=== Set exercise ===
Please state how many lines of the listing below contain the word "chest". Reply with the number alone.
>> Start
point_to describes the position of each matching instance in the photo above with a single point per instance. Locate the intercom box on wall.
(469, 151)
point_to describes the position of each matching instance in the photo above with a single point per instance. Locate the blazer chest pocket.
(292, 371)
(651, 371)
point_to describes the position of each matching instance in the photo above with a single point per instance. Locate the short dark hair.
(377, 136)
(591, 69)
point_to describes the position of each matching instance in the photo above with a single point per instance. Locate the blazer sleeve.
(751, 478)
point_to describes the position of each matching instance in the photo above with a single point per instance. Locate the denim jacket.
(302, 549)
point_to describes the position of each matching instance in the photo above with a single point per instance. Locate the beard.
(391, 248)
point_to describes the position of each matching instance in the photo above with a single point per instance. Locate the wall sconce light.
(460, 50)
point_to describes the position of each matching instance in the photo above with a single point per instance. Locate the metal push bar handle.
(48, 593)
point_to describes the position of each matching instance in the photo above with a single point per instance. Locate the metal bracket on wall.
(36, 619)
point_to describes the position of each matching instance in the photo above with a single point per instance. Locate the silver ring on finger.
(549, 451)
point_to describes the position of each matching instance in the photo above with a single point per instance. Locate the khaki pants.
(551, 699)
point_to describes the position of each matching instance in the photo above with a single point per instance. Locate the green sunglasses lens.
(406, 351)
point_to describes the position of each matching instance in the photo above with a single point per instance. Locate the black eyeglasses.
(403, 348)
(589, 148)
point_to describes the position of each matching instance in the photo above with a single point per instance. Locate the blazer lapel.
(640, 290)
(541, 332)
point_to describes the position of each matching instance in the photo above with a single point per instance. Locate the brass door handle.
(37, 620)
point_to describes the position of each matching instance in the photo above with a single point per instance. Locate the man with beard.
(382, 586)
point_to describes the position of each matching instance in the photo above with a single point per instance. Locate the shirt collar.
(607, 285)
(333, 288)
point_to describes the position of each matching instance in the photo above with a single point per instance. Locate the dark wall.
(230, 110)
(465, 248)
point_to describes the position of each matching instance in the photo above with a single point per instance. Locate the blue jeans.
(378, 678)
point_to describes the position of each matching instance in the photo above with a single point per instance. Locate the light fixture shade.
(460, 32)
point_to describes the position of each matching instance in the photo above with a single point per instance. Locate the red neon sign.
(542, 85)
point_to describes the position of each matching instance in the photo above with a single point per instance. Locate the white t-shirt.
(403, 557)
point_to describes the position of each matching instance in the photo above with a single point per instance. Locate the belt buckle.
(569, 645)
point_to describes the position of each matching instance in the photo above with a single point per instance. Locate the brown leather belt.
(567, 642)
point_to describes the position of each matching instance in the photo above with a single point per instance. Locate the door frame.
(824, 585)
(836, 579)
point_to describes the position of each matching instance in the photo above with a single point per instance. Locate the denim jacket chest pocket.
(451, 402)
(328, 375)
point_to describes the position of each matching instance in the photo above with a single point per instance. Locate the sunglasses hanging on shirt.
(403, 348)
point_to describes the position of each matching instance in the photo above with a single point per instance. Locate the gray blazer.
>> End
>> Start
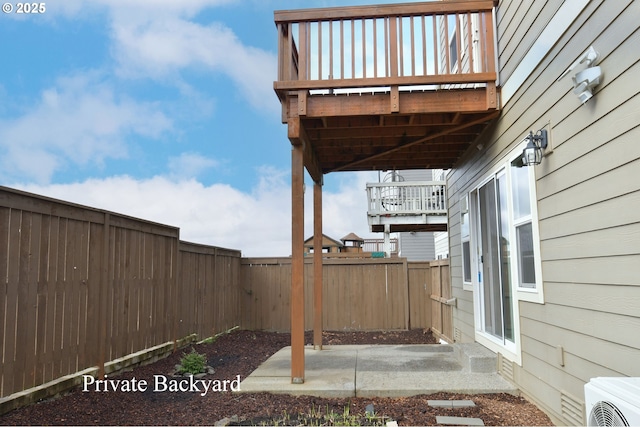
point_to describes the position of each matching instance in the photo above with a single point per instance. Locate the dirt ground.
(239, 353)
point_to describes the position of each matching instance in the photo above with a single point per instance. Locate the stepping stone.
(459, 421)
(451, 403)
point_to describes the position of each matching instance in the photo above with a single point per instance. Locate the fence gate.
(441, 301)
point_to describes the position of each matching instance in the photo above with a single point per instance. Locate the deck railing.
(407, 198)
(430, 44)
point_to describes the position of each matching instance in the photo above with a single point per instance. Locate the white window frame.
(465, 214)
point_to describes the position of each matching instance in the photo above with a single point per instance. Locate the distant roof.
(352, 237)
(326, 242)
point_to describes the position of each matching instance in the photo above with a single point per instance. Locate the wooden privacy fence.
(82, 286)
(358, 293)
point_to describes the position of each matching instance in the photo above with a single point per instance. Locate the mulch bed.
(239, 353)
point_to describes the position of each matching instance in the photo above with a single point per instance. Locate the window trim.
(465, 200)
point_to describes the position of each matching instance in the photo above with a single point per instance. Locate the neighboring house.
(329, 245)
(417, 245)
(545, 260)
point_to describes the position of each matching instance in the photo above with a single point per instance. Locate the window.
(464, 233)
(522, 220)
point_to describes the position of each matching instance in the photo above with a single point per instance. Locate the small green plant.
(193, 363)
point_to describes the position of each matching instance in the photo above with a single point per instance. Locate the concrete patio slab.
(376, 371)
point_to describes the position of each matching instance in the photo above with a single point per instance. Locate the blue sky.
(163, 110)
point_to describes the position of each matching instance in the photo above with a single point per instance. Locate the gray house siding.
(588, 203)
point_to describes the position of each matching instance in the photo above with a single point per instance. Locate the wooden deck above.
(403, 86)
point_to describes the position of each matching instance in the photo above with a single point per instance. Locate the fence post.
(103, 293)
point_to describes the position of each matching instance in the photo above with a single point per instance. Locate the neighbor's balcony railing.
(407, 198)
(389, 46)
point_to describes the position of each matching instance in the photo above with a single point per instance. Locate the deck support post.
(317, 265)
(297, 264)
>> End
>> Start
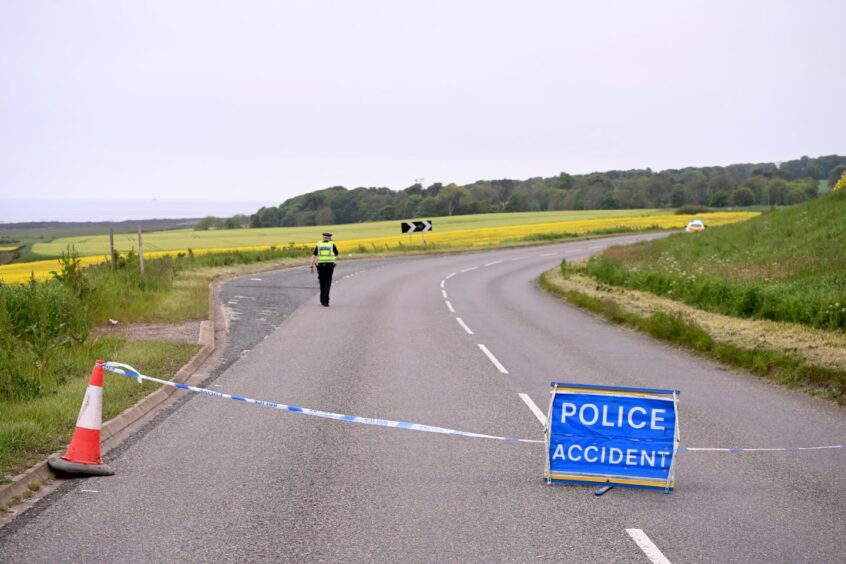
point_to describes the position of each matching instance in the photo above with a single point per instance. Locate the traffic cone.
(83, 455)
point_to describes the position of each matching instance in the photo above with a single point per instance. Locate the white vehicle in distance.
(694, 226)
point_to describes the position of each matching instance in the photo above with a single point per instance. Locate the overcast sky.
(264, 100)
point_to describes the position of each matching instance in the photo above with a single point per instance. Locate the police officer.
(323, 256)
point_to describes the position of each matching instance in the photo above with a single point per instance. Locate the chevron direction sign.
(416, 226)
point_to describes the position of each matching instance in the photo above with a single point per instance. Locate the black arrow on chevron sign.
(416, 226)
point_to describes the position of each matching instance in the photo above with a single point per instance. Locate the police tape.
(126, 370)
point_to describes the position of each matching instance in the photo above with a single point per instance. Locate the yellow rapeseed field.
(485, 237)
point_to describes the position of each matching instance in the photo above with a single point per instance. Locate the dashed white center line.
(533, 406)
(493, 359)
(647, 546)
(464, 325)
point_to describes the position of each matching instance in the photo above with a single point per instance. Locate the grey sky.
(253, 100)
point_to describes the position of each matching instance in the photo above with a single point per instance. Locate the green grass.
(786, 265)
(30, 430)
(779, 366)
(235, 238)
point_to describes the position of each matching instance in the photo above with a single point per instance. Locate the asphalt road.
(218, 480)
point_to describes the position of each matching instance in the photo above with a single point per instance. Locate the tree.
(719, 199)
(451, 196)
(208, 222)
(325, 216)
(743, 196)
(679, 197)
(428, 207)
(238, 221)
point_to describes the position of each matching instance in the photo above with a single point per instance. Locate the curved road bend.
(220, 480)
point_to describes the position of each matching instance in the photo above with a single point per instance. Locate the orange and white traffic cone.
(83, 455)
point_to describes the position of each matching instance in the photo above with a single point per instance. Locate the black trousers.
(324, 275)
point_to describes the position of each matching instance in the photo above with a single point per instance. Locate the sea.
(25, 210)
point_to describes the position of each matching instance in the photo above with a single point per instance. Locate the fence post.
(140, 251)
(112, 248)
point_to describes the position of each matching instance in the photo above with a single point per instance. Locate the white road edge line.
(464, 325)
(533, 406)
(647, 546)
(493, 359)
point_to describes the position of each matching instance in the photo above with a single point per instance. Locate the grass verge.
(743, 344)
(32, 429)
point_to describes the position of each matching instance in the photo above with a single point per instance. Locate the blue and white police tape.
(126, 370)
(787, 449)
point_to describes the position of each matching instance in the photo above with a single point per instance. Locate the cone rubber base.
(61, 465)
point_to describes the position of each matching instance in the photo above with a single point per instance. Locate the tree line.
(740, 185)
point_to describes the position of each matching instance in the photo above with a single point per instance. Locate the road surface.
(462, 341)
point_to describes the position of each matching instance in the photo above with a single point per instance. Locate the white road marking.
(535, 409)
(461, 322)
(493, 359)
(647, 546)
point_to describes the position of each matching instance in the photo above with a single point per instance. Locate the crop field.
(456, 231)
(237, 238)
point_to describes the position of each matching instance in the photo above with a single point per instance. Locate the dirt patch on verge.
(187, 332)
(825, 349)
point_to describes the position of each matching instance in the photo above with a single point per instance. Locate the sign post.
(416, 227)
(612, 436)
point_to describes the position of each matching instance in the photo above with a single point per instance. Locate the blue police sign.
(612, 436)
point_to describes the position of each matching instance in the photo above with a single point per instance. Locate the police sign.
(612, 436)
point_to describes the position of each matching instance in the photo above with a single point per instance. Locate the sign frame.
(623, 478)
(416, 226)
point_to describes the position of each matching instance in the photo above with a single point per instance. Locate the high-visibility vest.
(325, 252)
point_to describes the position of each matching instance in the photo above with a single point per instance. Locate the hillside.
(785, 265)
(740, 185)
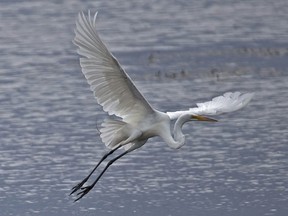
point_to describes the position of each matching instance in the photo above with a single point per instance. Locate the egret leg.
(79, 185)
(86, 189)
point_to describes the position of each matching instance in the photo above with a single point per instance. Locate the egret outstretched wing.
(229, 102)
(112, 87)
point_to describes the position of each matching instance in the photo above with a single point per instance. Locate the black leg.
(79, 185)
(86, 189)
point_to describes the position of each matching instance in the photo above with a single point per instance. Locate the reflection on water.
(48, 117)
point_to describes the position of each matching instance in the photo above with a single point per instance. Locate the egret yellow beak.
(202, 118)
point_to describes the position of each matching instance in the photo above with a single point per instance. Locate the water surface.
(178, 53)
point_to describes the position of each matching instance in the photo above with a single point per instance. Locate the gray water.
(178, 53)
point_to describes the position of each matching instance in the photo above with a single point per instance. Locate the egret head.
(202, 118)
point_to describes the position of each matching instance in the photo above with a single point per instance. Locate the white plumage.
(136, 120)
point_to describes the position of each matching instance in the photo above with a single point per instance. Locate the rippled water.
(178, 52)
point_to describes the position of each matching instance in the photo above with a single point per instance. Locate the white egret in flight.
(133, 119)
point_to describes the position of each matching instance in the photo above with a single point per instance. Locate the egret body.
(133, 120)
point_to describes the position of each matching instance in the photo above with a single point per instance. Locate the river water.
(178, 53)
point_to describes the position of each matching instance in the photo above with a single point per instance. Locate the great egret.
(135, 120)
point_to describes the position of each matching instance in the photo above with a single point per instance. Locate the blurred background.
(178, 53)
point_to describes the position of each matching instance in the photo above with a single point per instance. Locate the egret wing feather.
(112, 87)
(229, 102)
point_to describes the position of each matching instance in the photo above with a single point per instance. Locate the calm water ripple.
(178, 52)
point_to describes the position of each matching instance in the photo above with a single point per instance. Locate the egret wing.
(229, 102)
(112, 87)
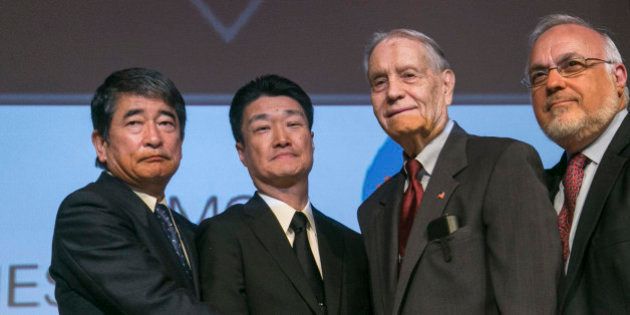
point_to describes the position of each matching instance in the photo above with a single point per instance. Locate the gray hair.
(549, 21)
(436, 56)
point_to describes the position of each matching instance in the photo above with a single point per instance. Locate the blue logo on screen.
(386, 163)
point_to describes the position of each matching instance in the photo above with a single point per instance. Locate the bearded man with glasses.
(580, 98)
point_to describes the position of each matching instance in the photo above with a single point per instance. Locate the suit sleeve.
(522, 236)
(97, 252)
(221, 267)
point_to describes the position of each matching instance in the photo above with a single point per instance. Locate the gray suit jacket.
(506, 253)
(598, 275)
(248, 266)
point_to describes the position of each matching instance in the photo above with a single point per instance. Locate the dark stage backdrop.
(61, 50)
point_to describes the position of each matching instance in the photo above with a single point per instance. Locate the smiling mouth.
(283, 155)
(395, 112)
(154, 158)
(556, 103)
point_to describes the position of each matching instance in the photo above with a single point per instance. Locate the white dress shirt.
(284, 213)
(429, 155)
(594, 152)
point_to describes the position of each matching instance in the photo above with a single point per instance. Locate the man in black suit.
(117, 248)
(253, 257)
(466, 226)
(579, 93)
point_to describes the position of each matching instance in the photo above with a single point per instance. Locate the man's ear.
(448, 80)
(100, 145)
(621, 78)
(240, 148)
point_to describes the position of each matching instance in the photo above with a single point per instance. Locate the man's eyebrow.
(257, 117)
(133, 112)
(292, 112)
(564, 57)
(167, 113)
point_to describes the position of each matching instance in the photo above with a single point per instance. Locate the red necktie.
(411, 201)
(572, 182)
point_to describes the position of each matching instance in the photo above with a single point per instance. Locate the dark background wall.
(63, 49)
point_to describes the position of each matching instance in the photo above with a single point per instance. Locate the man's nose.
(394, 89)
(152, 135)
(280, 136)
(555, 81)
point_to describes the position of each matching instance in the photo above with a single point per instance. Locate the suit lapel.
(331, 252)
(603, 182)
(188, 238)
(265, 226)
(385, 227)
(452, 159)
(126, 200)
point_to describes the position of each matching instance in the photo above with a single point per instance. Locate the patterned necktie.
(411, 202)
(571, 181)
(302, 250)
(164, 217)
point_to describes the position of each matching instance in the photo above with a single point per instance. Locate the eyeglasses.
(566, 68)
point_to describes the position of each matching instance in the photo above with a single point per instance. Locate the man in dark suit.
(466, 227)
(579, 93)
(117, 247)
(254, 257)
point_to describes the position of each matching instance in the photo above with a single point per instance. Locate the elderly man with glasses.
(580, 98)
>> End
=== Solution to the exercise ===
2